*** Block opens ***

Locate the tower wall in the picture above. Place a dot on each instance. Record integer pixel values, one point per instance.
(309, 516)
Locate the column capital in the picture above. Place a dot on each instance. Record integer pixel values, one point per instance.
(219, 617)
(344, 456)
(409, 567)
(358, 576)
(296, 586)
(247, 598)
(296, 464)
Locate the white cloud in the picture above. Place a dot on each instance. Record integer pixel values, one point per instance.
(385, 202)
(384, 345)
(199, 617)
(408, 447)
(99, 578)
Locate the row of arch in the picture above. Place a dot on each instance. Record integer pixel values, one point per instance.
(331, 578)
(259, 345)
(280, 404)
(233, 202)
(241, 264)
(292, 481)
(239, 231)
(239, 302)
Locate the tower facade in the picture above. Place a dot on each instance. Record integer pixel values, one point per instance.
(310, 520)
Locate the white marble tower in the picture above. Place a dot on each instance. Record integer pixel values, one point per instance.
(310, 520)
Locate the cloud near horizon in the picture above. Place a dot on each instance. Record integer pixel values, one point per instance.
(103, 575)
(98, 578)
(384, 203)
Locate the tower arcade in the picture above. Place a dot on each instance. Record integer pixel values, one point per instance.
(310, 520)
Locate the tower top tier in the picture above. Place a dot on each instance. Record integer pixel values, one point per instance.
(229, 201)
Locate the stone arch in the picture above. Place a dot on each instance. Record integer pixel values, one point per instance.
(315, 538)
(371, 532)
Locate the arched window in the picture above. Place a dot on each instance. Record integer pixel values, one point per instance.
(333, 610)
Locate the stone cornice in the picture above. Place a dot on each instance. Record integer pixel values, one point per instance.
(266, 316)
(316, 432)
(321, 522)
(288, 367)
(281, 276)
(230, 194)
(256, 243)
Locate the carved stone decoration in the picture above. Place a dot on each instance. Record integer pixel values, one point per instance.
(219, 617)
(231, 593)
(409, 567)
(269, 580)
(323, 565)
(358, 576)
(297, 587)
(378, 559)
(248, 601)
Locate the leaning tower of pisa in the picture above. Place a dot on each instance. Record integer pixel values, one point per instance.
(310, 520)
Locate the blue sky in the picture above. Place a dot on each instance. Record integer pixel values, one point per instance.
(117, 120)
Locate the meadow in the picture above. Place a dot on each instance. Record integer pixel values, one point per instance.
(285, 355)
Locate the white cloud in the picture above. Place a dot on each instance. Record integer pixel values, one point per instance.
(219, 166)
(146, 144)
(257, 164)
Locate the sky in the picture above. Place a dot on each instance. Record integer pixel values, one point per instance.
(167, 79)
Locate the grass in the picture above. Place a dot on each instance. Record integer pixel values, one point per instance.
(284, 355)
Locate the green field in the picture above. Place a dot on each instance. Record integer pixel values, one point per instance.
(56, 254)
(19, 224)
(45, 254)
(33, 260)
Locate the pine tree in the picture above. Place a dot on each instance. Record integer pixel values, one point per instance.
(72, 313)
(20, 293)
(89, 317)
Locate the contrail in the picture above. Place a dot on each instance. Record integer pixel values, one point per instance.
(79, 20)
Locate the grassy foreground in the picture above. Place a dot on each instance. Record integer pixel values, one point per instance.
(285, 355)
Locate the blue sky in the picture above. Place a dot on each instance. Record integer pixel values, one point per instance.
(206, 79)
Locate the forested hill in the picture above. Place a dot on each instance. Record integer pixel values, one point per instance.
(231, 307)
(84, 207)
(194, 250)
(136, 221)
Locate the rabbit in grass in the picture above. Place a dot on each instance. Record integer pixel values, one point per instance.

*** Block closes ***

Exactly as it stands, output the whole listing.

_Exercise output_
Locate the tower wall in the picture above. Place a dot on each instance. Record integer pixel values, one point per instance.
(309, 516)
Locate the column capital in the picture above. Place a dot on each instance. Record integer pixel values, one point per instance.
(219, 617)
(344, 456)
(409, 567)
(358, 576)
(296, 586)
(247, 598)
(296, 464)
Locate the white cloud in the picture above. Place a dot on each instance. Record integer pixel values, one point per instance.
(385, 202)
(384, 345)
(199, 617)
(408, 447)
(99, 578)
Locate the row of arch in the picture above. Place a dot on each instance. Record integer pixel values, one point per instance.
(331, 578)
(259, 345)
(280, 404)
(233, 202)
(241, 264)
(292, 481)
(239, 231)
(239, 302)
Locate the tower facade in the picture above. Place a dot on each instance. Record integer pixel values, one point per instance.
(310, 520)
Locate the white marble tower in the picture above. Place a dot on each instance. Record integer pixel values, one point per instance.
(310, 520)
Locate the cloud near horizon in the picture above. Place a dot on each instance. Record integer pixel values, one point per instance.
(103, 575)
(98, 578)
(384, 203)
Locate the tower arcade in the picture above. Place a dot on each instance. Record integer pixel values, one point per instance.
(310, 520)
Locate the tower top tier in the picture above. Place a dot on each instance. Record integer pixel values, one point per instance.
(229, 201)
Locate the stone arch in the picture above. Place a dot on each instance. Record integer pixel values, one point per instance.
(315, 538)
(371, 532)
Locate the arched window in the picture above. Place a dot on each instance. Record integer pixel values, one point per instance.
(333, 610)
Locate the stone cornice in the picture above. Place a dot on each instance. Record integer pixel values, one point per instance.
(266, 316)
(316, 432)
(321, 522)
(288, 367)
(281, 276)
(230, 194)
(256, 243)
Locate the carved stone decoration in the picture above. Place a dot on each instance. Record integer pixel values, one point per instance.
(219, 617)
(231, 593)
(409, 567)
(269, 580)
(323, 565)
(358, 576)
(297, 587)
(378, 559)
(248, 601)
Locate the leaning tower of pisa in the picture above. Place a dot on each instance. Record integer pixel values, one point per instance.
(310, 520)
Locate the blue sky in the picture above. Place a dot on each instance. Record integer pixel values, one point per instance.
(117, 120)
Locate the meadow in the picture above. Place a dot on each instance. Record integer pixel values, one point per instance.
(285, 355)
Locate the white cloud in the picture above. Place a dot on each instance. Record integer pixel values, one point per instance.
(219, 166)
(146, 144)
(257, 164)
Locate the sky in the picture above. Place a dot on each instance. Record integer pixel values, one point per instance.
(167, 79)
Locate the grass in the picture above. Place a dot on each instance. Record integer pixel values, one point per instance.
(284, 355)
Locate the green field in the picture above. Place a dot on each instance. Record integer pixel values, one point per instance.
(56, 254)
(19, 224)
(45, 254)
(33, 260)
Locate the pine tree in the picture above. Place a dot on each instance. Record integer pixel values, one point per instance.
(72, 313)
(20, 293)
(89, 317)
Locate the contrail in the picture above. Place a dot on each instance. Record integer pixel values, one point per instance.
(79, 20)
Locate the grassy foreground in the picture above. Place a dot on each instance. Record integer pixel values, one point per instance.
(285, 355)
Locate the blue sky in the picture above. Place a dot on each instance. Record integer pixel values, one point per instance.
(206, 79)
Locate the forested hill in the picture above. Place a dot on each instance. Record integer pixel values, one point per instance.
(231, 307)
(84, 207)
(194, 250)
(136, 221)
Locate the rabbit in grass in the picture above. Place a dot on each instance. Record integer pixel values, one point per instance.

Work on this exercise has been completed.